**Source excerpt:**
▬▬▬

Ooh, listifying.  I did quite a bit of that to break up the walls of
text in earlier revisions, but apparently I missed this one.

> Also... I dont think it would be inappropriate to just skip the above,
> and jump right into fsck.  That's a very limited view of a filesystem,
> likely a reader seeking an fsck doc probably has some idea of what a fs
> is otherwise supposed to be doing.  

This will become part of the general kernel documentation, so we can't
assume that all readers are going to know what a fs really does.

"A Unix filesystem has four main responsibilities:

- Provide a hierarchy of names through which application programs can
  associate arbitrary blobs of data for any length of time,

- Virtualize physical storage media across those names, and

- Retrieve the named data blobs at any time.

- Examine resource usage.

"Metadata directly supporting these functions (e.g. files, directories,
space mappings) are sometimes called primary metadata.
Secondary metadata (e.g. reverse mapping and directory parent pointers)
support operations internal to the filesystem, such as internal
consistency checking and reorganization."

(I added those last two sentences in response to a point you made
below.)

> > +The filesystem check (fsck) tool examines all the metadata in a
> > filesystem
> > +to look for errors.
> > +Simple tools only check for obvious corruptions, but the more
> > sophisticated
> > +ones cross-reference metadata records to look for inconsistencies.
> > +People do not like losing data, so most fsck tools also contains
> > some ability
> > +to deal with any problems found.
> 
> While simple tools can detect data corruptions, a filesystem check
> (fsck) uses metadata records as a cross-reference to find and correct
> more inconsistencies.
> 
> ?

Let's be careful with the term 'data corruption' here -- a lot of people
(well ok me) will see that as *user* data corruption, whereas we're
talking about *metadata* corruption.

▬▬▬

[Contour labeling items]
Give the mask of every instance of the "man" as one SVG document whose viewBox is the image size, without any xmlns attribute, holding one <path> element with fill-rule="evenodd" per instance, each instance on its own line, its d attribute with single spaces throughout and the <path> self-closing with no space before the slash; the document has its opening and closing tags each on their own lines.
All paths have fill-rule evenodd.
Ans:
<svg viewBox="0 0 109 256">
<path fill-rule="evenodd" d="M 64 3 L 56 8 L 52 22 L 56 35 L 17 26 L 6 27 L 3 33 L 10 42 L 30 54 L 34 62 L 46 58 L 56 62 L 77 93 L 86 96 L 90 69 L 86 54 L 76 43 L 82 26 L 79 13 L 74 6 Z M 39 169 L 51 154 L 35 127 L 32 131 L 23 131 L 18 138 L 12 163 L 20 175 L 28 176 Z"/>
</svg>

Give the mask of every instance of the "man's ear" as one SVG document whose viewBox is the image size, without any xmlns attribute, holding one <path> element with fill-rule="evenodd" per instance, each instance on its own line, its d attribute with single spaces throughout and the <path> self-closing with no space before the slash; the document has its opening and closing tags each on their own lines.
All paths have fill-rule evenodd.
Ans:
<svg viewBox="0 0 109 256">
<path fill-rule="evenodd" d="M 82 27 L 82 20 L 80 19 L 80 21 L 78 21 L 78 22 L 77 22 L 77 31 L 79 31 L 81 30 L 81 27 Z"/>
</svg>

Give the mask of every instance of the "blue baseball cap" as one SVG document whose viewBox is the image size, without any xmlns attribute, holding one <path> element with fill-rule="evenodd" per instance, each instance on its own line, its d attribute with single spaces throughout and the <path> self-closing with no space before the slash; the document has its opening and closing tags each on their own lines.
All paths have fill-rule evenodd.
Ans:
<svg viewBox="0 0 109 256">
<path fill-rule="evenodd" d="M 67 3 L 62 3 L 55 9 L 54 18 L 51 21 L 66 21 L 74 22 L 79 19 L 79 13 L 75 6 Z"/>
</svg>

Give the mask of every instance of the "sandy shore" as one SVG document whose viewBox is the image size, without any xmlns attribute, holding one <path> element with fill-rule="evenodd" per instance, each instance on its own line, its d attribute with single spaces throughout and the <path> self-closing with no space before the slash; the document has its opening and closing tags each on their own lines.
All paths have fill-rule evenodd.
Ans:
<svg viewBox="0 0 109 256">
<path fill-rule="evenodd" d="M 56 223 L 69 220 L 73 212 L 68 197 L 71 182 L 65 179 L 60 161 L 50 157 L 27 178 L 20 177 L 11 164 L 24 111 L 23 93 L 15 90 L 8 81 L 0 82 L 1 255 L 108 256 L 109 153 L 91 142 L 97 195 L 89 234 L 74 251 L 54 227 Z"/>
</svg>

▬▬▬

**Problem set:**
**1.** Summarize the filesystem documentation discussion in two sentences.
**2.** Extend the filesystem documentation discussion, picking up after its final sentence.
The items come from a source separate from the text.

**Task answers:**
**1.** Because the fsck material will become part of the general kernel documentation, the writer argues that it can't assume readers know what a filesystem does, and gives a list of four responsibilities of a Unix filesystem along with a distinction between primary and secondary metadata. The writer also cautions against the term "data corruption," since many readers will take it to mean user data corruption when the discussion is about metadata corruption.

**2.**
I think I'll rework that second sentence further:

"In addition to looking for obvious metadata corruptions, fsck also
cross-references different types of metadata records with each other to
look for inconsistencies."

Since the really dumb fscks of the 1970s are a long ways past now.

> > +As a word of caution -- the primary goal of most Linux fsck tools is
> > to restore
> > +the filesystem metadata to a consistent state, not to maximize the
> > data
> > +recovered.
> > +That precedent will not be challenged here.
> > +
> > +Filesystems of the 20th century generally lacked any redundancy in
> > the ondisk
> > +format, which means that fsck can only respond to errors by erasing
> > files until
> > +errors are no longer detected.
> > +System administrators avoid data loss by increasing the number of
> > separate
> > +storage systems through the creation of backups; 
> 
> 
> > and they avoid downtime by
> > +increasing the redundancy of each storage system through the
> > creation of RAID.
> Mmm, raids help more for hardware failures right?  They dont really
> have a notion of when the fs is corrupted.

Right.

> While an fsck can help
> navigate around a corruption possibly caused by a hardware failure, I
> think it's really a different kind of redundancy. I think I'd probably
> drop the last line and keep the selling point focused online repair.

Yes, RAIDs provide a totally different type of redundancy.  I decided to
make this point specifically to counter the people who argue that RAID
makes them impervious to corruption problems, etc.

This attitude seemed rather prevalent in the early days of btrfs and a
certain other filesystem that Shall Not Be Named, even though the btrfs
developers themselves acknowledge this distinction, given the existence
of `btrfs scrub' and `btrfs check'.

However you do have a good point that this sentence doesn't add much
where it is.  I think I'll add it as a sidebar at the end of the
paragraph.

> > +More recent filesystem designs contain enough redundancy in their
> > metadata that
> > +it is now possible to regenerate data structures when non-
> > catastrophic errors
> > +occur; 
> 
> 
> > this capability aids both strategies.
> > +Over the past few years, XFS has added a storage space reverse
> > mapping index to
> > +make it easy to find which files or metadata objects think they own
> > a
> > +particular range of storage.
> > +Efforts are under way to develop a similar reverse mapping index for
> > the naming
> > +hierarchy, which will involve storing directory parent pointers in
> > each file.
> > +With these two pieces in place, XFS uses secondary information to
> > perform more
> > +sophisticated repairs.
> This part here I think I would either let go or relocate.  The topic of
> this section is supposed to discuss roughly what a filesystem check is.
> Ideally so we can start talking about how ofsck is different.  It feels
> like a bit of a jump to suddenly hop into rmap and pptrs, and for
> "sophisticated repairs" that we havn't really gotten into the details
> of yet.  So I think it would read easier if we saved this part until we
> start talking about how they are used later.  

Agreed.

> > +
> > +TLDR; Show Me the Code!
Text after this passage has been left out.